_Supplied passage_
+ + + + +

From: Yves Orton <demerphq@gmail.com>
Date: Mon, 17 Dec 2007 15:21:46 +0000 (+0100)
Subject: Fix various bugs in regex engine with mixed utf8/latin pattern and strings. Related... 
X-Git-Url: http://git.shadowcat.co.uk/gitweb/gitweb.cgi?a=commitdiff_plain;h=a0a388a13daad79062b3c4b126f22d2f46fc82dd;p=p5sagit%2Fp5-mst-13.2.git

Fix various bugs in regex engine with mixed utf8/latin pattern and strings. Related to [perl #36207] among others
Message-ID: <9b18b3110712170621h41de2c76k331971e3660abcb0@mail.gmail.com>

p4raw-id: //depot/perl@32628
---

diff --git a/MANIFEST b/MANIFEST
index 810f749..490dc10 100644
--- a/MANIFEST
+++ b/MANIFEST
@@ -3786,6 +3786,7 @@ t/op/read.t			See if read() works
 t/op/recurse.t			See if deep recursion works
 t/op/ref.t			See if refs and objects work
 t/op/reg_email.t		See if regex recursion works by parsing email addresses
+t/op/reg_fold.t			See if case folding works properly
 t/op/regexp_noamp.t		See if regular expressions work with optimizations
 t/op/regexp_notrie.t		See if regular expressions work without trie optimisation
 t/op/regexp_qr_embed.t		See if regular expressions work with embedded qr//
diff --git a/regcomp.c b/regcomp.c
index 19d6f15..5a175ba 100644
--- a/regcomp.c
+++ b/regcomp.c
@@ -2791,7 +2791,15 @@ S_study_chunk(pTHX_ RExC_state_t *pRExC_state, regnode **scanp,
                                     last = cur;
                                 }
                             } else {
-                                if ( last ) {
+/* 
+    Currently we assume that the trie can handle unicode and ascii
+    matches fold cased matches. If this proves true then the following
+    define will prevent tries in this situation. 
+    
+    #define TRIE_TYPE_IS_SAFE (UTF || optype==EXACT)

+ + + + +

_Your tasks_
A: List every file path under t/op/ that appears in the Perl regex commit diff.
B: In the Perl regex commit diff, which perl bug number is the fix said to be related to?
C: Please carry on the Perl regex commit diff from the point where it stops.

_Supplied information_
+ + + + +

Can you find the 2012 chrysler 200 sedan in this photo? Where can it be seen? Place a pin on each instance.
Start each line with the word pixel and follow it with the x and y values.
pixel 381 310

+ + + + +

_Expected answers_
A:
t/op/read.t
t/op/recurse.t
t/op/ref.t
t/op/reg_email.t
t/op/reg_fold.t
t/op/regexp_noamp.t
t/op/regexp_notrie.t
t/op/regexp_qr_embed.t

B: [perl #36207]

C:
+*/
+#define TRIE_TYPE_IS_SAFE 1
+                                if ( last && TRIE_TYPE_IS_SAFE ) {
                                     make_trie( pRExC_state, 
                                             startbranch, first, cur, tail, count, 
                                             optype, depth+1 );
@@ -2819,7 +2827,8 @@ S_study_chunk(pTHX_ RExC_state_t *pRExC_state, regnode **scanp,
                               "", SvPV_nolen_const( mysv ),REG_NODE_NUM(cur));
 
                         });
-                        if ( last ) {
+                        
+                        if ( last && TRIE_TYPE_IS_SAFE ) {
                             made= make_trie( pRExC_state, startbranch, first, scan, tail, count, optype, depth+1 );
 #ifdef TRIE_STUDY_OPT	
                             if ( ((made == MADE_EXACT_TRIE && 
@@ -6867,6 +6876,7 @@ tryagain:
     case 0xDF:
     case 0xC3:
     case 0xCE:
+        do_foldchar:
         if (!LOC && FOLD) {
             U32 len,cp;
 	    len=0; /* silence a spurious compiler warning */
@@ -6893,7 +6903,11 @@ tryagain:
 	   required, as the default for this switch is to jump to the
 	   literal text handling code.
 	*/
-	switch (*++RExC_parse) {
+	switch ((U8)*++RExC_parse) {
+	case 0xDF:
+	case 0xC3:
+	case 0xCE:
+	           goto do_foldchar;	    
 	/* Special Escapes */
 	case 'A':
 	    RExC_seen_zerolen++;
@@ -7211,8 +7225,13 @@ tryagain:
 		       an unescaped equivalent literal.
 		    */
 
-		    switch (*++p) {
+		    switch ((U8)*++p) {
 		    /* These are all the special escapes. */
+    		    case 0xDF:
+    		    case 0xC3:
+    		    case 0xCE:
+    		           if (LOC || !FOLD || !is_TRICKYFOLD_safe(p,RExC_end,UTF))
+    		                goto normal_default;		    
 		    case 'A':             /* Start assertion */
 		    case 'b': case 'B':   /* Word-boundary assertion*/
 		    case 'C':             /* Single char !DANGEROUS! */
diff --git a/regexec.c b/regexec.c
index 1b9fca1..6afcea4 100644
--- a/regexec.c
+++ b/regexec.c
@@ -989,7 +989,11 @@ Perl_re_intuit_start(pTHX_ REGEXP * const prog, SV *sv, char *strpos,
     return NULL;
 }
 
-
+#define DECL_TRIE_TYPE(scan) \
+    const enum { trie_plain, trie_utf8, trie_utf8_fold, trie_latin_utf8_fold } \
+		    trie_type = (scan->flags != EXACT) \
+		              ? (do_utf8 ? trie_utf8_fold : (UTF ? trie_latin_utf8_fold : trie_plain)) \
+                              : (do_utf8 ? trie_utf8 : trie_plain)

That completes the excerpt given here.